**RECORD EXTRACTS:**
----

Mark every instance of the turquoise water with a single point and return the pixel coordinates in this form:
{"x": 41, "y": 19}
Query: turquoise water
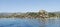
{"x": 9, "y": 22}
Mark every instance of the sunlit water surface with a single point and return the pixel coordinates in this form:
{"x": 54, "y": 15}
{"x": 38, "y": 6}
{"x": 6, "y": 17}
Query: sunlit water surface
{"x": 17, "y": 22}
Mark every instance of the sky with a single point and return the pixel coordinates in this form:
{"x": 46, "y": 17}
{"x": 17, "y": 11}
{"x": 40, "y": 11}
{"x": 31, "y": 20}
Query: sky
{"x": 29, "y": 5}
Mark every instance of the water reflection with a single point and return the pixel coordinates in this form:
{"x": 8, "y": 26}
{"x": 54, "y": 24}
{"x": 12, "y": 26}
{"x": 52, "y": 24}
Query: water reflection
{"x": 30, "y": 22}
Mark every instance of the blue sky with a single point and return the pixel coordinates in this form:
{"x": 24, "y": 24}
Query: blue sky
{"x": 29, "y": 5}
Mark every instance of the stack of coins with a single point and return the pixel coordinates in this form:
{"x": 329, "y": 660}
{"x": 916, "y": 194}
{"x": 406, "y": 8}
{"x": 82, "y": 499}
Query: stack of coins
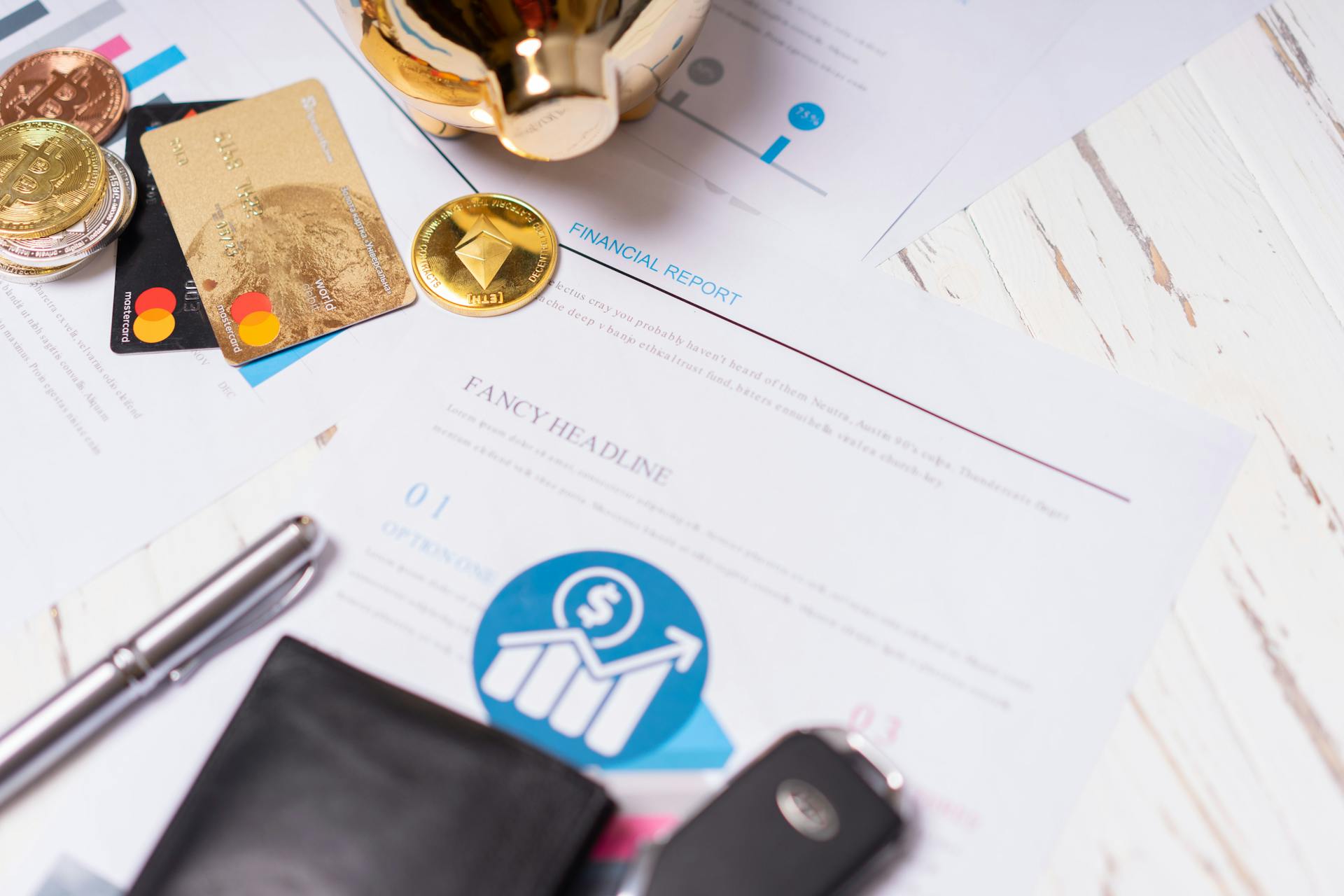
{"x": 62, "y": 197}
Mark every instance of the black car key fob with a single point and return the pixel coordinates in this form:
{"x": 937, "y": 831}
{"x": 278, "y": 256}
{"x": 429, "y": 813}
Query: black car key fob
{"x": 818, "y": 814}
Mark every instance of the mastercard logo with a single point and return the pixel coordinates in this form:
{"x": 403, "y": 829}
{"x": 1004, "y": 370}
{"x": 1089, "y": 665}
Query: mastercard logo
{"x": 153, "y": 315}
{"x": 257, "y": 326}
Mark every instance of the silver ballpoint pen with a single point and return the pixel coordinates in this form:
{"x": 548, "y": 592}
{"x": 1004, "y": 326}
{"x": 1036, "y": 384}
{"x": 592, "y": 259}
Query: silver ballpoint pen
{"x": 234, "y": 602}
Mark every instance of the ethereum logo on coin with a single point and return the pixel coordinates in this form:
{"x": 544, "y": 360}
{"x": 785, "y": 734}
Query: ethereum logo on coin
{"x": 483, "y": 250}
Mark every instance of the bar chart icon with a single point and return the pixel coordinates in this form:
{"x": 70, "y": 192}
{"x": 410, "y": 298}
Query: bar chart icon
{"x": 597, "y": 656}
{"x": 555, "y": 675}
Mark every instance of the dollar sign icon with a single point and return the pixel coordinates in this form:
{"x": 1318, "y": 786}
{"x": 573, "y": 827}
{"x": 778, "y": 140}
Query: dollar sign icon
{"x": 52, "y": 97}
{"x": 598, "y": 608}
{"x": 31, "y": 178}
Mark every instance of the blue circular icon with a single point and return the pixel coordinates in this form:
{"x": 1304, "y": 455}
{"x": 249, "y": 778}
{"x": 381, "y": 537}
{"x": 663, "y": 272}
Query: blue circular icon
{"x": 806, "y": 115}
{"x": 597, "y": 657}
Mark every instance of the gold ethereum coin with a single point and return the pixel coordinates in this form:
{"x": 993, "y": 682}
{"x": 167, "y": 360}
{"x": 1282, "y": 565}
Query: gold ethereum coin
{"x": 51, "y": 175}
{"x": 484, "y": 254}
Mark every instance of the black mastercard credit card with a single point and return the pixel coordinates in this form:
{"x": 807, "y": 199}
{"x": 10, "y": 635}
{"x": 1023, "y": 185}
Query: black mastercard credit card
{"x": 156, "y": 307}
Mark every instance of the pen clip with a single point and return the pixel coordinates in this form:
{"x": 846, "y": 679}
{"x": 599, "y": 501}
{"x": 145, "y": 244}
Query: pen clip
{"x": 245, "y": 625}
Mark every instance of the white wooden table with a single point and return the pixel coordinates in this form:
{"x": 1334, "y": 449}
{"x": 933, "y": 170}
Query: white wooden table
{"x": 1194, "y": 241}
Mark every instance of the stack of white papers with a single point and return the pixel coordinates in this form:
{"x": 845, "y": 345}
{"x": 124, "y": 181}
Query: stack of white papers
{"x": 878, "y": 511}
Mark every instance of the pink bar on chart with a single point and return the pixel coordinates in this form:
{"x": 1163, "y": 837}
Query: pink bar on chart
{"x": 624, "y": 836}
{"x": 113, "y": 49}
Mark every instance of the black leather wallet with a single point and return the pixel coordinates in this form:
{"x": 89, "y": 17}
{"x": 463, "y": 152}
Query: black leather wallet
{"x": 330, "y": 780}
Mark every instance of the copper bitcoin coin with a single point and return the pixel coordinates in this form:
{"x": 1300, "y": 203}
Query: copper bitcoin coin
{"x": 73, "y": 85}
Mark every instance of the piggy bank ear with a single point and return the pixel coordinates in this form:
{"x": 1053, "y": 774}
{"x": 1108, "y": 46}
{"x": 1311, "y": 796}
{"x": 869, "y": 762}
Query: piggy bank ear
{"x": 552, "y": 81}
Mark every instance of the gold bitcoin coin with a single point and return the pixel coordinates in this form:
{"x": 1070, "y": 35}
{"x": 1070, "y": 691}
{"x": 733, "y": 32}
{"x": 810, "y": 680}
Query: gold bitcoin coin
{"x": 484, "y": 254}
{"x": 93, "y": 232}
{"x": 51, "y": 174}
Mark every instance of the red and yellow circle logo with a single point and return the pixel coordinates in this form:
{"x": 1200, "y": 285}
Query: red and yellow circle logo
{"x": 153, "y": 315}
{"x": 255, "y": 323}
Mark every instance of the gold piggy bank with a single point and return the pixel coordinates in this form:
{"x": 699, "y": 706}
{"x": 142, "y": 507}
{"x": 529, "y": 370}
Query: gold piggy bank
{"x": 550, "y": 78}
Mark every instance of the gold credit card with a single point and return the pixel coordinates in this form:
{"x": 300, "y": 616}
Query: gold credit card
{"x": 276, "y": 219}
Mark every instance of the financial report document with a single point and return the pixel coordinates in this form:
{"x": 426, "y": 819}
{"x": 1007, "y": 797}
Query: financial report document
{"x": 1109, "y": 52}
{"x": 832, "y": 500}
{"x": 650, "y": 530}
{"x": 974, "y": 603}
{"x": 843, "y": 112}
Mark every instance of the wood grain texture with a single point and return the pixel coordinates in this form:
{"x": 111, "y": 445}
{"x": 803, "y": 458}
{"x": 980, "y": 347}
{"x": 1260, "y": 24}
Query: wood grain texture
{"x": 1194, "y": 241}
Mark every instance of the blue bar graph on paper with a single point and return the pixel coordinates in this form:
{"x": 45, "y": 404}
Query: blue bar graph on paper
{"x": 22, "y": 18}
{"x": 264, "y": 368}
{"x": 155, "y": 66}
{"x": 776, "y": 148}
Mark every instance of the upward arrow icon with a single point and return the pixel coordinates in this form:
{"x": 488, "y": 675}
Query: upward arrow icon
{"x": 683, "y": 649}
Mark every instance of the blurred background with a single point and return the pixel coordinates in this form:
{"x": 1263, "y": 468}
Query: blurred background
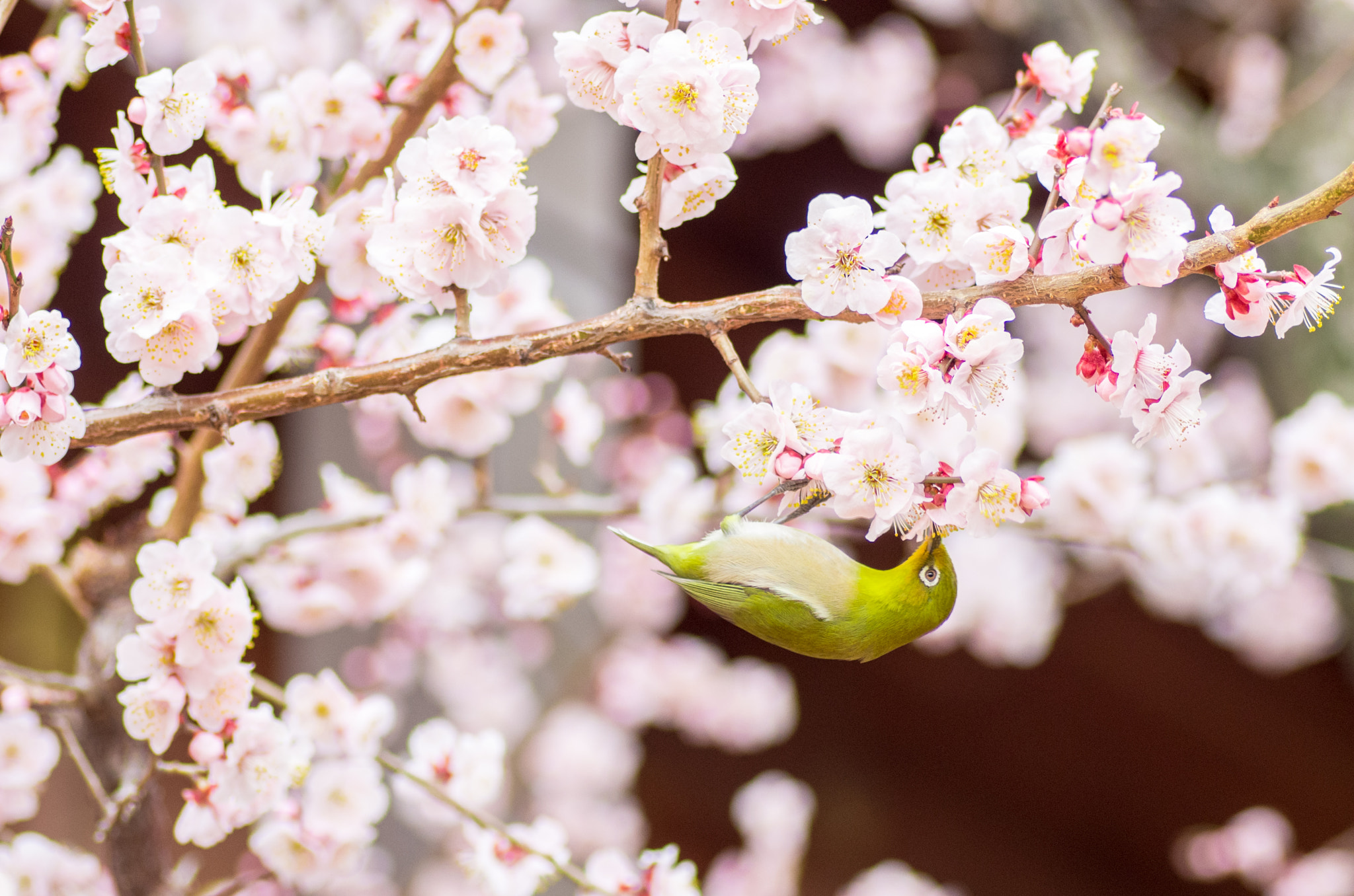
{"x": 1073, "y": 776}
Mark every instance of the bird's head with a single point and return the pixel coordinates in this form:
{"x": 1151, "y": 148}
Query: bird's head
{"x": 934, "y": 569}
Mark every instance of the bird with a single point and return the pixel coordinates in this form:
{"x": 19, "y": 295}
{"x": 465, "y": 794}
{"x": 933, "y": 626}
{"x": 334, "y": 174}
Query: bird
{"x": 799, "y": 592}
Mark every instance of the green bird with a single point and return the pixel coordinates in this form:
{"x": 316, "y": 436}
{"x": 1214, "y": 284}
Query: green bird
{"x": 802, "y": 593}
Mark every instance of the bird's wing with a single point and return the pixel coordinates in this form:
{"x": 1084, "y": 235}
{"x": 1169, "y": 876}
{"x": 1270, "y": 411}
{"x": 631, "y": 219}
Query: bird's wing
{"x": 726, "y": 599}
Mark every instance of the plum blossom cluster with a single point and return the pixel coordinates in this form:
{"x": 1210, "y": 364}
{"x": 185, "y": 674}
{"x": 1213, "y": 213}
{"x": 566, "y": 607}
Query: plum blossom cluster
{"x": 38, "y": 414}
{"x": 1250, "y": 298}
{"x": 864, "y": 462}
{"x": 191, "y": 272}
{"x": 471, "y": 414}
{"x": 29, "y": 751}
{"x": 190, "y": 650}
{"x": 462, "y": 215}
{"x": 690, "y": 94}
{"x": 33, "y": 864}
{"x": 324, "y": 831}
{"x": 1257, "y": 846}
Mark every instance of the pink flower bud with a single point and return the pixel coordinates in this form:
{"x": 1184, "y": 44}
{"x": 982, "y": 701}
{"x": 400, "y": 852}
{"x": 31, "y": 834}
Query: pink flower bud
{"x": 58, "y": 381}
{"x": 1078, "y": 143}
{"x": 206, "y": 747}
{"x": 788, "y": 465}
{"x": 1108, "y": 213}
{"x": 54, "y": 408}
{"x": 23, "y": 406}
{"x": 1032, "y": 494}
{"x": 814, "y": 465}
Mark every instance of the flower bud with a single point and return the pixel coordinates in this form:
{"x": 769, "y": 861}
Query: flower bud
{"x": 206, "y": 747}
{"x": 1108, "y": 213}
{"x": 58, "y": 381}
{"x": 23, "y": 406}
{"x": 1078, "y": 143}
{"x": 814, "y": 465}
{"x": 1032, "y": 494}
{"x": 788, "y": 465}
{"x": 54, "y": 408}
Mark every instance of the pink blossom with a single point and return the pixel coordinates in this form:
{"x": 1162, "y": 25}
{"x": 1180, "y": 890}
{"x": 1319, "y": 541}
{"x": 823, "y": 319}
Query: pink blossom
{"x": 840, "y": 259}
{"x": 1060, "y": 76}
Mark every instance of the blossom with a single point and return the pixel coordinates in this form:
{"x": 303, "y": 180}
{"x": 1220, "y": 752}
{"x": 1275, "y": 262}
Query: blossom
{"x": 240, "y": 470}
{"x": 333, "y": 719}
{"x": 175, "y": 106}
{"x": 989, "y": 494}
{"x": 576, "y": 422}
{"x": 508, "y": 870}
{"x": 217, "y": 630}
{"x": 1174, "y": 414}
{"x": 840, "y": 259}
{"x": 1119, "y": 151}
{"x": 589, "y": 57}
{"x": 691, "y": 93}
{"x": 152, "y": 711}
{"x": 688, "y": 191}
{"x": 344, "y": 799}
{"x": 1060, "y": 76}
{"x": 1001, "y": 254}
{"x": 174, "y": 577}
{"x": 469, "y": 766}
{"x": 1312, "y": 298}
{"x": 756, "y": 437}
{"x": 1314, "y": 454}
{"x": 36, "y": 342}
{"x": 877, "y": 474}
{"x": 489, "y": 44}
{"x": 547, "y": 569}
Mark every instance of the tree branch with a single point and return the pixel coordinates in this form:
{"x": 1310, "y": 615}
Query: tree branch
{"x": 432, "y": 89}
{"x": 641, "y": 318}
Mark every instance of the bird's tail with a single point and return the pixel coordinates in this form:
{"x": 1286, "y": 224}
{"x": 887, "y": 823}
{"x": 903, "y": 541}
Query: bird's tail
{"x": 652, "y": 550}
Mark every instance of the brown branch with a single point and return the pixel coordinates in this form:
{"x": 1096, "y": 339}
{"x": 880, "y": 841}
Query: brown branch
{"x": 1115, "y": 90}
{"x": 736, "y": 365}
{"x": 653, "y": 248}
{"x": 139, "y": 56}
{"x": 639, "y": 320}
{"x": 13, "y": 278}
{"x": 1320, "y": 81}
{"x": 462, "y": 313}
{"x": 247, "y": 367}
{"x": 431, "y": 90}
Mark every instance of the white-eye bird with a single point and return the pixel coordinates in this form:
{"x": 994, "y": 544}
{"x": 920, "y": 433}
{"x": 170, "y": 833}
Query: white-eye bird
{"x": 802, "y": 593}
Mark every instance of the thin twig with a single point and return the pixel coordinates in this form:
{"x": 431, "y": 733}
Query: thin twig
{"x": 139, "y": 56}
{"x": 77, "y": 754}
{"x": 53, "y": 681}
{"x": 289, "y": 529}
{"x": 13, "y": 278}
{"x": 462, "y": 312}
{"x": 415, "y": 113}
{"x": 270, "y": 691}
{"x": 736, "y": 366}
{"x": 1090, "y": 328}
{"x": 653, "y": 248}
{"x": 651, "y": 320}
{"x": 568, "y": 870}
{"x": 1115, "y": 90}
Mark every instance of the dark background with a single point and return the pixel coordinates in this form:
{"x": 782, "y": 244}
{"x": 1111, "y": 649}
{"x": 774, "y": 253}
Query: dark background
{"x": 1073, "y": 777}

----

Reproduce the records verbatim, beginning at the line that contains "Mark every instance of the brown" and stopping after the final line of the records.

Mark every instance of the brown branch with a single point and return the pixel coordinates in this form:
{"x": 1096, "y": 339}
{"x": 880, "y": 841}
Query: brown branch
{"x": 1115, "y": 90}
{"x": 736, "y": 365}
{"x": 653, "y": 248}
{"x": 139, "y": 56}
{"x": 639, "y": 320}
{"x": 13, "y": 278}
{"x": 1320, "y": 81}
{"x": 462, "y": 313}
{"x": 247, "y": 367}
{"x": 431, "y": 90}
Mark every instance of the white-eye bird with a single point and return the pixel coordinates in this form:
{"x": 994, "y": 544}
{"x": 920, "y": 433}
{"x": 170, "y": 833}
Query: white-eye bird
{"x": 802, "y": 593}
Mark every instance of the thin twig with a single point and return the pixel coordinates in this form:
{"x": 431, "y": 733}
Query: thin twig
{"x": 139, "y": 56}
{"x": 77, "y": 754}
{"x": 53, "y": 681}
{"x": 289, "y": 529}
{"x": 13, "y": 278}
{"x": 462, "y": 312}
{"x": 415, "y": 113}
{"x": 270, "y": 691}
{"x": 736, "y": 366}
{"x": 1090, "y": 328}
{"x": 653, "y": 248}
{"x": 651, "y": 320}
{"x": 568, "y": 870}
{"x": 1115, "y": 90}
Mark every instance of the dark background with a single point and return the pixel coordinates in this form:
{"x": 782, "y": 244}
{"x": 1111, "y": 649}
{"x": 774, "y": 253}
Query: dark background
{"x": 1073, "y": 777}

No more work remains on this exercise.